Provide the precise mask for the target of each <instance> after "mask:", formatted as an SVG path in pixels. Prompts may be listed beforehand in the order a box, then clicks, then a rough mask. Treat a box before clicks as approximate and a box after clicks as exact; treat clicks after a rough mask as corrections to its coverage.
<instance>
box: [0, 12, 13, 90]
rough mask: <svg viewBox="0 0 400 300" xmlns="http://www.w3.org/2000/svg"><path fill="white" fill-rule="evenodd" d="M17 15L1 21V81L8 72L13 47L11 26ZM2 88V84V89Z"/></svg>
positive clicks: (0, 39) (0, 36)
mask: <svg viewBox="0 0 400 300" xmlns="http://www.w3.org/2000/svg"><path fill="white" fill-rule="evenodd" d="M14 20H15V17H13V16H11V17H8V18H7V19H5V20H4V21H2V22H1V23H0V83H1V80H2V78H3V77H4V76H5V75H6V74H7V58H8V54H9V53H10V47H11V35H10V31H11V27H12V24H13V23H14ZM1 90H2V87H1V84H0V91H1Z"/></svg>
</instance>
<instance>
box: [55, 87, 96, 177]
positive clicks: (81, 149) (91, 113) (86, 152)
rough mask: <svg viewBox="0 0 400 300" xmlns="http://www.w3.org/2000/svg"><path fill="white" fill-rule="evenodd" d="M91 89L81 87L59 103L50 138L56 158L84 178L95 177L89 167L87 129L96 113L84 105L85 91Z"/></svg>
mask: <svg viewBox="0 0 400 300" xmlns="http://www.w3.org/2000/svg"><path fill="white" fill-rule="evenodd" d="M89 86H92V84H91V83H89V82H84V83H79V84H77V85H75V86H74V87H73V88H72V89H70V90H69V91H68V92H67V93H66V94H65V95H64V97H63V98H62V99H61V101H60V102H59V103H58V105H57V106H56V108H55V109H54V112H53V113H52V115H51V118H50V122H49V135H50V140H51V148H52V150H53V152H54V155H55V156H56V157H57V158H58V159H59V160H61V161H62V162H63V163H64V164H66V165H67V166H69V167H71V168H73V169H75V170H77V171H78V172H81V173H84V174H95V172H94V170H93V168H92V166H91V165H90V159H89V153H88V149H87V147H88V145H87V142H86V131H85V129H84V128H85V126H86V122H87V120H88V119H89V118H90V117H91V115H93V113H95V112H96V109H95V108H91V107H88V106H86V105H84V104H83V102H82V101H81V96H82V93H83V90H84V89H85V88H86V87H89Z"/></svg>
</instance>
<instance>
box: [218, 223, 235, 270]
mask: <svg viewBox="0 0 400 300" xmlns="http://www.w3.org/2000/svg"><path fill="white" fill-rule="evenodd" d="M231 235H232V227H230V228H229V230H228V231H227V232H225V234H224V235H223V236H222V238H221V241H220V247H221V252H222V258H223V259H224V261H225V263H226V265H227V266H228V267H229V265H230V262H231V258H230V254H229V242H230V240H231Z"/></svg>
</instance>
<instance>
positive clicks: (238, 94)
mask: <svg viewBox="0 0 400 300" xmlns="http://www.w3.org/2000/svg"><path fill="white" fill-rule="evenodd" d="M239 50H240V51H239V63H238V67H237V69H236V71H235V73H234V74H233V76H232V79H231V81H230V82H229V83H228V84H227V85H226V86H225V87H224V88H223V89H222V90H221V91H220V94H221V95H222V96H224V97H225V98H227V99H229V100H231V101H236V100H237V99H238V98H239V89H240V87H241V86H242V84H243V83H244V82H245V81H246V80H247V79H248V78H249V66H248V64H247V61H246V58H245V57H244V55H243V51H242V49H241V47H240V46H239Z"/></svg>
--
* _Work request_
Convert every line of the material above into a JSON list of strings, with one string per line and blank lines omitted.

* _Solution below_
[
  "Provide the precise mask for the target of each <instance> after \"mask:\", formatted as an SVG path in pixels. Prompts may be listed beforehand in the order a box, then clicks, then a rough mask. Treat a box before clicks as approximate and a box after clicks as exact; treat clicks after a rough mask as corrections to its coverage.",
  "<instance>",
  "box: [0, 12, 13, 90]",
  "rough mask: <svg viewBox=\"0 0 400 300\" xmlns=\"http://www.w3.org/2000/svg\"><path fill=\"white\" fill-rule=\"evenodd\" d=\"M17 15L1 21V81L8 72L13 47L11 26ZM2 88V84V89Z\"/></svg>",
  "positive clicks: (0, 39) (0, 36)",
  "mask: <svg viewBox=\"0 0 400 300\" xmlns=\"http://www.w3.org/2000/svg\"><path fill=\"white\" fill-rule=\"evenodd\" d=\"M14 20H15V17H13V16H11V17H8V18H7V19H5V20H4V21H2V22H1V23H0V83H1V80H2V78H3V77H4V76H5V75H6V74H7V58H8V54H9V53H10V47H11V35H10V31H11V27H12V24H13V23H14ZM1 90H2V87H1V84H0V91H1Z\"/></svg>",
  "</instance>",
  "<instance>",
  "box: [55, 87, 96, 177]",
  "positive clicks: (81, 149) (91, 113) (86, 152)",
  "rough mask: <svg viewBox=\"0 0 400 300\" xmlns=\"http://www.w3.org/2000/svg\"><path fill=\"white\" fill-rule=\"evenodd\" d=\"M91 89L81 87L59 103L50 138L56 158L84 178L95 177L89 167L87 129L96 113L84 105L85 91Z\"/></svg>",
  "mask: <svg viewBox=\"0 0 400 300\" xmlns=\"http://www.w3.org/2000/svg\"><path fill=\"white\" fill-rule=\"evenodd\" d=\"M89 86H92V84H91V83H89V82H84V83H79V84H77V85H75V86H74V87H73V88H72V89H70V90H69V91H68V92H67V93H66V94H65V95H64V97H63V98H62V99H61V101H60V102H59V103H58V105H57V106H56V108H55V109H54V112H53V113H52V115H51V118H50V122H49V135H50V140H51V148H52V150H53V152H54V155H55V156H56V157H57V158H58V159H59V160H61V161H62V162H63V163H64V164H66V165H67V166H69V167H71V168H73V169H75V170H77V171H78V172H81V173H84V174H95V172H94V170H93V168H92V166H91V165H90V159H89V153H88V149H87V147H88V145H87V142H86V131H85V129H84V128H85V126H86V122H87V120H88V119H89V118H90V117H91V115H93V113H95V112H96V109H95V108H91V107H88V106H86V105H84V104H83V102H82V101H81V96H82V93H83V90H84V89H85V88H86V87H89Z\"/></svg>",
  "</instance>",
  "<instance>",
  "box: [218, 223, 235, 270]",
  "mask: <svg viewBox=\"0 0 400 300\" xmlns=\"http://www.w3.org/2000/svg\"><path fill=\"white\" fill-rule=\"evenodd\" d=\"M231 235H232V227H230V228H229V230H228V231H227V232H225V234H224V235H223V236H222V238H221V241H220V247H221V252H222V258H223V259H224V261H225V263H226V265H227V266H228V267H229V265H230V262H231V258H230V254H229V242H230V240H231Z\"/></svg>",
  "</instance>",
  "<instance>",
  "positive clicks: (238, 94)",
  "mask: <svg viewBox=\"0 0 400 300\" xmlns=\"http://www.w3.org/2000/svg\"><path fill=\"white\" fill-rule=\"evenodd\" d=\"M239 50H240V51H239V63H238V67H237V69H236V71H235V73H234V74H233V76H232V79H231V81H230V82H229V83H228V84H227V85H226V86H225V87H224V88H223V89H222V90H221V91H220V94H221V95H222V96H224V97H225V98H227V99H229V100H231V101H236V100H237V99H238V98H239V89H240V87H241V86H242V84H243V83H244V82H245V81H246V80H247V79H248V78H249V66H248V64H247V61H246V58H245V57H244V55H243V51H242V49H241V47H240V46H239Z\"/></svg>"
]